▶ [Exercise aim]: Copy the material from the line containing "of the roadside" through the end of the material, changing "traces the outline" to "draws the boundary" and leaving everything else unchanged.

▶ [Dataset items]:
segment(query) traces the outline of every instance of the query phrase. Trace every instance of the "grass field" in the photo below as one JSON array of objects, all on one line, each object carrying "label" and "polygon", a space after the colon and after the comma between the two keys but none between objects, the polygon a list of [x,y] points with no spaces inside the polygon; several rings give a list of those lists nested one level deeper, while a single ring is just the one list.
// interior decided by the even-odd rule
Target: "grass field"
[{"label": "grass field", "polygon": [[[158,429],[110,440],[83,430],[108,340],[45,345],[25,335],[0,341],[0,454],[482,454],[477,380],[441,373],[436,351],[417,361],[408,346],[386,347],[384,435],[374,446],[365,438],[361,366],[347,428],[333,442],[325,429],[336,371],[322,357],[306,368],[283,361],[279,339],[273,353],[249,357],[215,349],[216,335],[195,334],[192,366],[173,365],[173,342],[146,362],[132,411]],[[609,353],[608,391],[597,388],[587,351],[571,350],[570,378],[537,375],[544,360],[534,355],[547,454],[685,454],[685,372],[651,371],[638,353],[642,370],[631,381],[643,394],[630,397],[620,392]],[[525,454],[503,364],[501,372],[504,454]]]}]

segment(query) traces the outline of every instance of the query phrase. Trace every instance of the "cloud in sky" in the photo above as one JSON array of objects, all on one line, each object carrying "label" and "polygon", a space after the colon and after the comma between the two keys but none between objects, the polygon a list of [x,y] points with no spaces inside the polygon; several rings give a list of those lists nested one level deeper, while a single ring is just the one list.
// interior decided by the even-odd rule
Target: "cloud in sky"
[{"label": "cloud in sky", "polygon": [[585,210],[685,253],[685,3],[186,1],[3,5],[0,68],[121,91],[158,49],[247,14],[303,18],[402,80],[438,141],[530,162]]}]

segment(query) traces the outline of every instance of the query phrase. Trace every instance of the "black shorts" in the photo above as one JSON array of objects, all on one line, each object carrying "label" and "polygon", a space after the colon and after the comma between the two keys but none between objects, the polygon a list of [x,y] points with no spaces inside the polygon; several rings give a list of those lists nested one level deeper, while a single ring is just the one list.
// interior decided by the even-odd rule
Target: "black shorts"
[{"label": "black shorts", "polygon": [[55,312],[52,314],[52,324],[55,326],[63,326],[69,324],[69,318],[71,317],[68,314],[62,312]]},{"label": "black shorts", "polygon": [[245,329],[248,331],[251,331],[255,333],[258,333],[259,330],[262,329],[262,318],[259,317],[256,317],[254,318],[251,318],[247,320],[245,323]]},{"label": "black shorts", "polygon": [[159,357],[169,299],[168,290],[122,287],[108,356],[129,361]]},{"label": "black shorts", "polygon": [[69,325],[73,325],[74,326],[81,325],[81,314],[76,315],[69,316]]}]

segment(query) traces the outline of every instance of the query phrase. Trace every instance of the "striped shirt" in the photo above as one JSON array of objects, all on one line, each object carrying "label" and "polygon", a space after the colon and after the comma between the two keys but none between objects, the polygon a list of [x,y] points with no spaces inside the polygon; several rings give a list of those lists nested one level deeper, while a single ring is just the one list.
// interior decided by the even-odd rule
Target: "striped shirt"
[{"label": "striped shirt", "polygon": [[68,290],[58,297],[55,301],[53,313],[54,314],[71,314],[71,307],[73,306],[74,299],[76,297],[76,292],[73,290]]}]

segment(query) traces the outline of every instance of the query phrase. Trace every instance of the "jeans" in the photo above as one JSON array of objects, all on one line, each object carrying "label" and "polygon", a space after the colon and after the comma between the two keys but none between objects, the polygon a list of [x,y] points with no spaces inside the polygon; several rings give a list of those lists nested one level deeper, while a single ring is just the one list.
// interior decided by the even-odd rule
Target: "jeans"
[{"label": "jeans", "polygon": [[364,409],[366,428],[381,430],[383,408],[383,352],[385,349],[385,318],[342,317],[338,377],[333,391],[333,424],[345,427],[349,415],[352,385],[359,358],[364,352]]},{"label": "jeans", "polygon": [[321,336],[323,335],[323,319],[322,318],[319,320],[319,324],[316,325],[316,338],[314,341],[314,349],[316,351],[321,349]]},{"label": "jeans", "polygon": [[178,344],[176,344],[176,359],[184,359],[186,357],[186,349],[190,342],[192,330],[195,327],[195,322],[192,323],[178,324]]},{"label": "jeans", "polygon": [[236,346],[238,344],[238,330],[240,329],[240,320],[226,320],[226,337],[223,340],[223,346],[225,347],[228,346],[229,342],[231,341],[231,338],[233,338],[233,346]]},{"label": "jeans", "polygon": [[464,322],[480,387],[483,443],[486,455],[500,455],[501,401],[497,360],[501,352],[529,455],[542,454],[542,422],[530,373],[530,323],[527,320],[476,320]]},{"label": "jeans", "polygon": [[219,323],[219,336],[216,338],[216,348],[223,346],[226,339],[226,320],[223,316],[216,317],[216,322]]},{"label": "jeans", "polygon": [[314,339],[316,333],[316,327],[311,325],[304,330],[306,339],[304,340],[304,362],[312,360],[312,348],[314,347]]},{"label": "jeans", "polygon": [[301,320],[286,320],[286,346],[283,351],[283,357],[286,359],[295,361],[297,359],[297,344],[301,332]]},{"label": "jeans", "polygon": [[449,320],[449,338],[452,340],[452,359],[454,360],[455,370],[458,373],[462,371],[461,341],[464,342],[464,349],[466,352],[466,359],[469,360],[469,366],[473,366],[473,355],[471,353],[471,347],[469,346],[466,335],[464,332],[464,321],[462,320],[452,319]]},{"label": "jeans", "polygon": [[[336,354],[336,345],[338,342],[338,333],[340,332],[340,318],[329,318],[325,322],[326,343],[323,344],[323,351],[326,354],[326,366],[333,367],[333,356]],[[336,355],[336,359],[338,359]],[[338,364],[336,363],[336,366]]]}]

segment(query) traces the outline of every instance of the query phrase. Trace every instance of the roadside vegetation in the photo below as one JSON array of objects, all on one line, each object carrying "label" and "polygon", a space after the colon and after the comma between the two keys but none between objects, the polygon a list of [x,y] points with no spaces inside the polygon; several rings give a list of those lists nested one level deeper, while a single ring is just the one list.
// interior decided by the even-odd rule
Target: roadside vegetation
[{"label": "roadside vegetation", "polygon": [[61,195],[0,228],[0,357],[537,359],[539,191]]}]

▶ [Answer to this task]:
segment(query) draws the boundary of every instance of the query phrase. Trace every instance of the roadside vegetation in the photo below as one JSON array of objects, all on one line, each object carrying "label" and "polygon", a space after the colon and after the comma between the two keys but none between objects, the polygon a list of [x,y] points with no spaces inside the polygon; several rings give a list of those lists nested one level deeper, while a single ring is just the one list.
// interior decided by the even-odd rule
Target: roadside vegetation
[{"label": "roadside vegetation", "polygon": [[61,195],[0,228],[0,357],[537,359],[539,191]]}]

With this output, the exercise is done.